EXERCISE DETAILS:
Only the lines from the start of the entries through the line with "negative clicks: (248, 177) (279, 161)" are wanted; please output them exactly.

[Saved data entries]
"""

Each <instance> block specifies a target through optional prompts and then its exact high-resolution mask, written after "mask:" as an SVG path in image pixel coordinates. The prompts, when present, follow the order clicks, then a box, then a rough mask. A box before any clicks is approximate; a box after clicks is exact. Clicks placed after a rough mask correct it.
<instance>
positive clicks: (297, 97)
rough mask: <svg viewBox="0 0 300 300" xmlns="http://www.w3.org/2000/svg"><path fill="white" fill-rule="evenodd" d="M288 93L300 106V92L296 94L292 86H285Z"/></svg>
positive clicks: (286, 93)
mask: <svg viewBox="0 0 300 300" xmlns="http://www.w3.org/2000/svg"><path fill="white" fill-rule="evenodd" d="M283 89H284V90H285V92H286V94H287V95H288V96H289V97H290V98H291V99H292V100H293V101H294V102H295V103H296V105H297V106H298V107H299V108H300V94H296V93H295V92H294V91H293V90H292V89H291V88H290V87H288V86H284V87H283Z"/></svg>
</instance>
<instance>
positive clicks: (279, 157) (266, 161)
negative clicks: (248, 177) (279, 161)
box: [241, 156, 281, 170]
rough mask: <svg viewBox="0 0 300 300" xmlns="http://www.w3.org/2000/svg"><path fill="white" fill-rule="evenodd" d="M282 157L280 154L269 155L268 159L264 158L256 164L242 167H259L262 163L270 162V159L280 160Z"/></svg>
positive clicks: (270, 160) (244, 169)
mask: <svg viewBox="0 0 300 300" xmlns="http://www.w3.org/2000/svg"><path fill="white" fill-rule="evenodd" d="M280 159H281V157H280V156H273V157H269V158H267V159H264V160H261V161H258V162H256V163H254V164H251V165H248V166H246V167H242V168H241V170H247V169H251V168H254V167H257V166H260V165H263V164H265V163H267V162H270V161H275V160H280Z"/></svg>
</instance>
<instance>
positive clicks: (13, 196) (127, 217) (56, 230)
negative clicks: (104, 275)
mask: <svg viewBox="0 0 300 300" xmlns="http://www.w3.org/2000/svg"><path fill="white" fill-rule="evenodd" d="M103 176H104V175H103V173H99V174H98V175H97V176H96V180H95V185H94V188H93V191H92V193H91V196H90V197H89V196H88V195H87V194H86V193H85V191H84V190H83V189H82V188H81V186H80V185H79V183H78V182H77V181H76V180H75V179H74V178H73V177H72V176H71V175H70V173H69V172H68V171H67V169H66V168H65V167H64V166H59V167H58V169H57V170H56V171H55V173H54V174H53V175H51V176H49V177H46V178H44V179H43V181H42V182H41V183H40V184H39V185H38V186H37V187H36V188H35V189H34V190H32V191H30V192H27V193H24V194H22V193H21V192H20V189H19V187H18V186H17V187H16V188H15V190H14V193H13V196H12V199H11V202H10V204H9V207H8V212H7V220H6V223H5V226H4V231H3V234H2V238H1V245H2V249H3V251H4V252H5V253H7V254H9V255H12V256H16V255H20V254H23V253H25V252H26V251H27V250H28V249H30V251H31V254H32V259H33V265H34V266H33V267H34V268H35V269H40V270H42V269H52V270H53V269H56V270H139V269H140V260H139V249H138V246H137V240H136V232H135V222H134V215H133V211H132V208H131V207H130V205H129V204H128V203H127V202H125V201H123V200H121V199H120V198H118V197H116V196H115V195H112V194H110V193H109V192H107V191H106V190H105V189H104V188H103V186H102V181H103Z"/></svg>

"""

SOLUTION:
Each <instance> block specifies a target through optional prompts and then its exact high-resolution mask, written after "mask:" as an SVG path in image pixel coordinates. The prompts, when present, follow the order clicks, then a box, then a rough mask. A box before any clicks is approximate; a box after clicks is exact. Clicks placed after a rough mask correct it.
<instance>
positive clicks: (297, 97)
rough mask: <svg viewBox="0 0 300 300" xmlns="http://www.w3.org/2000/svg"><path fill="white" fill-rule="evenodd" d="M288 93L300 106V92L296 94L292 86H285Z"/></svg>
positive clicks: (286, 93)
mask: <svg viewBox="0 0 300 300" xmlns="http://www.w3.org/2000/svg"><path fill="white" fill-rule="evenodd" d="M283 89H284V90H285V92H286V94H287V95H288V96H289V97H290V98H291V99H292V100H293V101H294V102H295V103H296V105H297V106H298V107H299V108H300V94H296V93H295V92H294V91H293V90H292V89H291V88H290V87H288V86H284V87H283Z"/></svg>
</instance>
<instance>
positive clicks: (279, 157) (266, 161)
negative clicks: (248, 177) (279, 161)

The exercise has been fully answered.